TASK INPUT
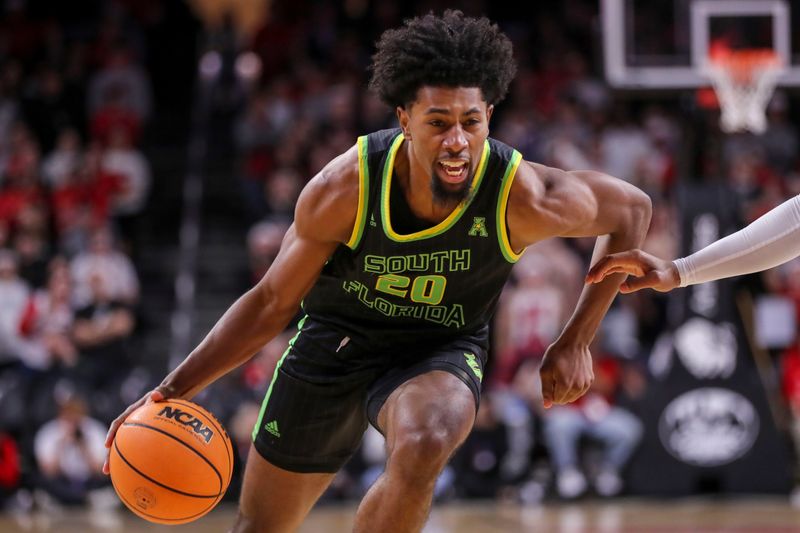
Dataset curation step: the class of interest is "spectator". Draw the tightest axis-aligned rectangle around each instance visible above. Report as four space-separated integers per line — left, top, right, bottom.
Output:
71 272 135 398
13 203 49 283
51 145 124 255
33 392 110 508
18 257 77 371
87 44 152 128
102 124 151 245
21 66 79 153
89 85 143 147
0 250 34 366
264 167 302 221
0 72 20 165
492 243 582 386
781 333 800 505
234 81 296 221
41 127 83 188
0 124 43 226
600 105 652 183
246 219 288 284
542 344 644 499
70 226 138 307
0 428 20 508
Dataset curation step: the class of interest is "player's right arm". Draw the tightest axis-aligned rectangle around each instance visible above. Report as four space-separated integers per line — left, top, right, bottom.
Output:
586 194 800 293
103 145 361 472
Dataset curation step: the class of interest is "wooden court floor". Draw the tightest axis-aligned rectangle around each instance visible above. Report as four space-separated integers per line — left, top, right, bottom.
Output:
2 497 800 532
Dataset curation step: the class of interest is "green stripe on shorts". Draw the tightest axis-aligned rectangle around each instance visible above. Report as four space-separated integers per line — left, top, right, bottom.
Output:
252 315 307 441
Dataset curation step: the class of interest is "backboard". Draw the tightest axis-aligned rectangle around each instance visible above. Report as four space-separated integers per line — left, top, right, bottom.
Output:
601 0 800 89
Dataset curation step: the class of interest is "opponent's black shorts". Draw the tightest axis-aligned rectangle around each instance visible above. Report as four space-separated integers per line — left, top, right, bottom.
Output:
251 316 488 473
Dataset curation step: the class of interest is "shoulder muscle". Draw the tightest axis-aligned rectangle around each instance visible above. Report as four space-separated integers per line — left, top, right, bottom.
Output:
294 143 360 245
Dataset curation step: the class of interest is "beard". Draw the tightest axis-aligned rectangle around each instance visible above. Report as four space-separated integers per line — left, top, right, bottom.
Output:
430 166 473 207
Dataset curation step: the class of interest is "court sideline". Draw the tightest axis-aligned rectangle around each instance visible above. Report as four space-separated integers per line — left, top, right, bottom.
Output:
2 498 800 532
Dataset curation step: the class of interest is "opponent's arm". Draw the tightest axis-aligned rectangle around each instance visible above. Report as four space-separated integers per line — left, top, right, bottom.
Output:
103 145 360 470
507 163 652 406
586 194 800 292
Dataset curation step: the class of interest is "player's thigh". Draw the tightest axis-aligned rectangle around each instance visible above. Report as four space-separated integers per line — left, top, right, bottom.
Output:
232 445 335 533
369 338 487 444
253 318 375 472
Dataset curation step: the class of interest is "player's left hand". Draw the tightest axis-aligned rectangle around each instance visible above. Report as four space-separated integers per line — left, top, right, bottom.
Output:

---

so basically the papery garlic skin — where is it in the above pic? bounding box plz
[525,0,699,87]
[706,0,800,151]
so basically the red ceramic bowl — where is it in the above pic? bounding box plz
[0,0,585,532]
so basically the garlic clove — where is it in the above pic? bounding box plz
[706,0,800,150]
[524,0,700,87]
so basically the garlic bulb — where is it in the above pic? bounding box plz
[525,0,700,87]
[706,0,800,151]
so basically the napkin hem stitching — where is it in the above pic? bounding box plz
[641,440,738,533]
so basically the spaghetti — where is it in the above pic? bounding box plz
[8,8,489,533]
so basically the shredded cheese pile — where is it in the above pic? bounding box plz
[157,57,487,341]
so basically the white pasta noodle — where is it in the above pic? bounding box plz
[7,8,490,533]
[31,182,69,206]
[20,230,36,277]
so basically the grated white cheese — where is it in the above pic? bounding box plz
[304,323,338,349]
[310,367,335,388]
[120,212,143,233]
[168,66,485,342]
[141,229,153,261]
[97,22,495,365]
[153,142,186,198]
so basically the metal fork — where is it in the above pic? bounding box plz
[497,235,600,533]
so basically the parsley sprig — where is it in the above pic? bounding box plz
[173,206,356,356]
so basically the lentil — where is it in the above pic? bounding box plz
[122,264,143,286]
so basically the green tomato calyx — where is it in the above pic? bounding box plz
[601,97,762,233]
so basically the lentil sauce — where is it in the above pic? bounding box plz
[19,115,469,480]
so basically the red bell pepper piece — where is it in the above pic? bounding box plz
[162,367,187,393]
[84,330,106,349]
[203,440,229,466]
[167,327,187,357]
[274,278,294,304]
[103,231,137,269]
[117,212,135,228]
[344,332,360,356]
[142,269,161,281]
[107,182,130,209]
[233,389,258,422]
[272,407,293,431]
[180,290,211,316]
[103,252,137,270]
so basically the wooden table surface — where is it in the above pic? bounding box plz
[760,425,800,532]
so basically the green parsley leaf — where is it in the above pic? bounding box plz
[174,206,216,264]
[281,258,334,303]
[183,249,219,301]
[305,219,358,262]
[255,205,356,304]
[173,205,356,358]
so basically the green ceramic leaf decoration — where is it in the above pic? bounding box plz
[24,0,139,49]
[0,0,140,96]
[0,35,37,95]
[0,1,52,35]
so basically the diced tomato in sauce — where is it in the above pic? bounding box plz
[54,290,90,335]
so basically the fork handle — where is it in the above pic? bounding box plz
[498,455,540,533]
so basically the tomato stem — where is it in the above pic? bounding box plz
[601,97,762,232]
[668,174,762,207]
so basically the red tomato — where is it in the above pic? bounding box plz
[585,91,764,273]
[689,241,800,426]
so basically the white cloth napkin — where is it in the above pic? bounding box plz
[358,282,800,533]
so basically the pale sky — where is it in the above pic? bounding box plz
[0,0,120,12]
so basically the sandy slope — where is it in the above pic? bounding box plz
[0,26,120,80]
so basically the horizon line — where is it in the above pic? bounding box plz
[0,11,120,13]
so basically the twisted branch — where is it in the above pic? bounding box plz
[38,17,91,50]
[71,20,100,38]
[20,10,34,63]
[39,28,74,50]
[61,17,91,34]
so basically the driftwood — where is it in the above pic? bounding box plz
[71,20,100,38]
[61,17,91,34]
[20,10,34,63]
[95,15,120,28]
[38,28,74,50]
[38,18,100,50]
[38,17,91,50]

---

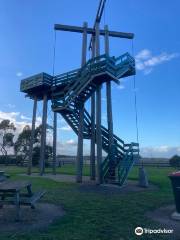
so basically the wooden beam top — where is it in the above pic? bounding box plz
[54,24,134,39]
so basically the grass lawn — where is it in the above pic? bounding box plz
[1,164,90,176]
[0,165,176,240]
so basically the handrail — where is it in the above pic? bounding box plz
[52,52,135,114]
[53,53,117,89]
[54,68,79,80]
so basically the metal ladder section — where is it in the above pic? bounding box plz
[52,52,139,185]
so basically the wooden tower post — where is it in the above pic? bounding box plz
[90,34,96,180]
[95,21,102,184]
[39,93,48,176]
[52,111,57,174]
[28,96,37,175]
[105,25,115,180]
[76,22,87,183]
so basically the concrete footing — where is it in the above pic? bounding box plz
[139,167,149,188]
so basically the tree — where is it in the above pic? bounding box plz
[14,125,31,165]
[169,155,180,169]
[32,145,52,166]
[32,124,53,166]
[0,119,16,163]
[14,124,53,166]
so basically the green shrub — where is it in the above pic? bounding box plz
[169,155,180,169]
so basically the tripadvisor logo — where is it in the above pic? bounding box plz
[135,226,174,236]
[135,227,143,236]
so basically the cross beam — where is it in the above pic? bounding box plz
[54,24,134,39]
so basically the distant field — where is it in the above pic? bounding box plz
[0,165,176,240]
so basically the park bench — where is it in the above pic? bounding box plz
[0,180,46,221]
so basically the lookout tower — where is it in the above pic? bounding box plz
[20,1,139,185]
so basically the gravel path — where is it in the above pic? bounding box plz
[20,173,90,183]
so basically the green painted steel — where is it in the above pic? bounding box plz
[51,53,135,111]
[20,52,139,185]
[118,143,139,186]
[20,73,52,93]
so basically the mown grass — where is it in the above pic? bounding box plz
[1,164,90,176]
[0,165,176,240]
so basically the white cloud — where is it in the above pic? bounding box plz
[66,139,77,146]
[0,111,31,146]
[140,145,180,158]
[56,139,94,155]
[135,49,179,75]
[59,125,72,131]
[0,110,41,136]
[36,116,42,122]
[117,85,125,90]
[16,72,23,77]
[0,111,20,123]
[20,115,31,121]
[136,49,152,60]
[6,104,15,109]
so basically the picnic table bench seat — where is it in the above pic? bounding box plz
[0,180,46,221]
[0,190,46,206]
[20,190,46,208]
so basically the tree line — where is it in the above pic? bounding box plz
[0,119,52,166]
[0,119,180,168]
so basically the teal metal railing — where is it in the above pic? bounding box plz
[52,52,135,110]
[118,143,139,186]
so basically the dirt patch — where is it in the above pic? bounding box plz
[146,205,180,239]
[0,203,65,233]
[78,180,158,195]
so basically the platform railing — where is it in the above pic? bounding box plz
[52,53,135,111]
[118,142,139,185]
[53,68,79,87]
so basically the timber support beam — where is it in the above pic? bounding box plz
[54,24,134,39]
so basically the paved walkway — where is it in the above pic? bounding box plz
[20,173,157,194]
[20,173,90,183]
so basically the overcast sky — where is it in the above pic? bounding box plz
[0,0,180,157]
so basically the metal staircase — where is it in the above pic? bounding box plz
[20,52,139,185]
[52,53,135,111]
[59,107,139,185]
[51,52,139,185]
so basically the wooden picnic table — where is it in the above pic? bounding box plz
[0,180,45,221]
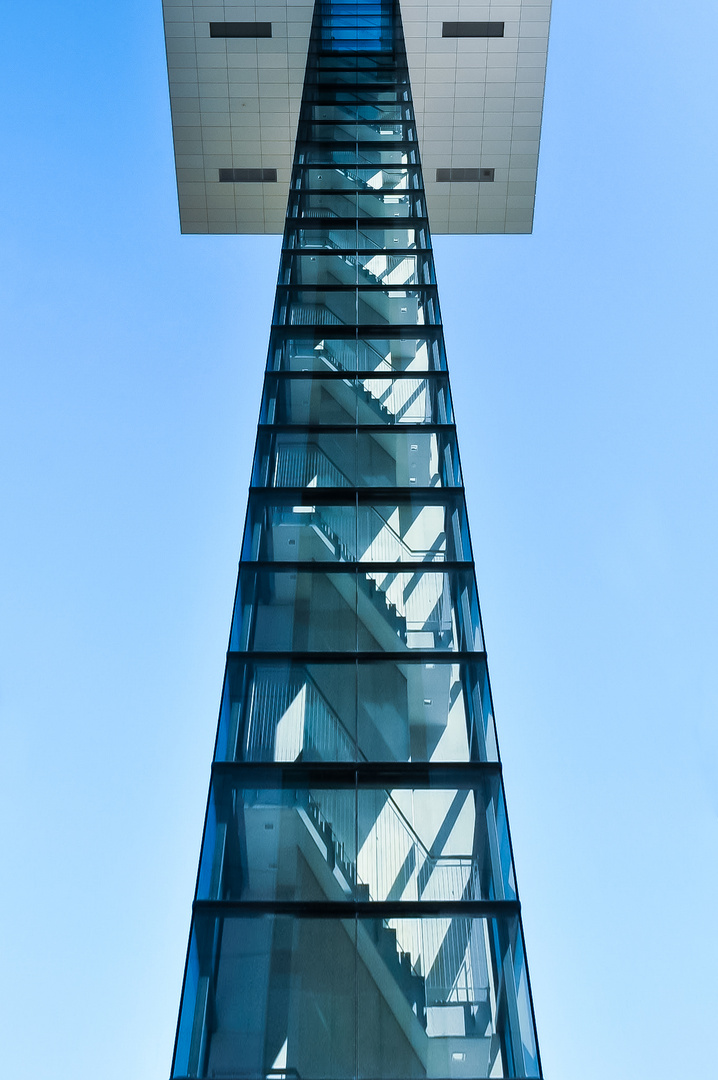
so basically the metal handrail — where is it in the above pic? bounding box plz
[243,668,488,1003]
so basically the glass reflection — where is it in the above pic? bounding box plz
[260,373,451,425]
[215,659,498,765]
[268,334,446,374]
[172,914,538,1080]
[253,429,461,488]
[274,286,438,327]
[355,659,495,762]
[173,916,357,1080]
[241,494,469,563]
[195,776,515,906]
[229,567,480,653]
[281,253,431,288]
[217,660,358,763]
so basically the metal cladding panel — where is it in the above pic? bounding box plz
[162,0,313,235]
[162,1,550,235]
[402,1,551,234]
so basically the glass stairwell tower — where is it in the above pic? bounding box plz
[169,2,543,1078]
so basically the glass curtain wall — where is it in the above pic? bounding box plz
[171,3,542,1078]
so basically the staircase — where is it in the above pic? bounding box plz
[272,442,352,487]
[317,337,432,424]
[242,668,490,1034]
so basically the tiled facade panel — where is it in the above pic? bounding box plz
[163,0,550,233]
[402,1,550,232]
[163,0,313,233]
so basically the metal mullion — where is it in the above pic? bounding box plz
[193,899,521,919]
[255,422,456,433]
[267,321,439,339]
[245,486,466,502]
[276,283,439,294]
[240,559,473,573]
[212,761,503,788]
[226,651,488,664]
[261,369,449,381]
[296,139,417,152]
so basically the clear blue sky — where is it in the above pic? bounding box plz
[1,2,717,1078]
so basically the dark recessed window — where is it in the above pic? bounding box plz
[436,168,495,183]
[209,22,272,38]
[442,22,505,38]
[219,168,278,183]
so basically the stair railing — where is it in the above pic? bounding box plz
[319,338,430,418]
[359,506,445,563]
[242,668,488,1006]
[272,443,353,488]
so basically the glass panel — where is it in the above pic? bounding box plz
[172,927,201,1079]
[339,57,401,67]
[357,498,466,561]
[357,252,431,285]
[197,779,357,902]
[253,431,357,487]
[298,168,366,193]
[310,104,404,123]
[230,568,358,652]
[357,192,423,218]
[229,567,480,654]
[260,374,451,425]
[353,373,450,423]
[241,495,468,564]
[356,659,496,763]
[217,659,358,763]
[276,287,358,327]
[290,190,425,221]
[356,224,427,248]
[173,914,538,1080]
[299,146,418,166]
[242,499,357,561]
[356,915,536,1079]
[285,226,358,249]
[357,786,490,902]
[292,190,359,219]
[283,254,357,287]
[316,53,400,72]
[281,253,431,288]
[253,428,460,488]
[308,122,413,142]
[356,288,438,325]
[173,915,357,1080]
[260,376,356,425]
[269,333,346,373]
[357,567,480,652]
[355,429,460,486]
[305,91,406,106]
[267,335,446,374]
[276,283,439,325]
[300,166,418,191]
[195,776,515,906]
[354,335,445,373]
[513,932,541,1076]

WORK TO BE COMPLETED
The lines that mention the word "court" should be pulled from the records above.

EXERCISE RESULT
Dataset curation step: the class of interest is "wooden court floor". Draw the tightest axis-aligned rectangle around each instance visible above. Report as four space-separated integers per line — left, top, right, bottom.
Dataset curation step: the class of interest is "court sideline". Draw the tightest axis-aligned rectangle around each instance visible above. Report as four space-separated integers per line — left, top, right, bottom.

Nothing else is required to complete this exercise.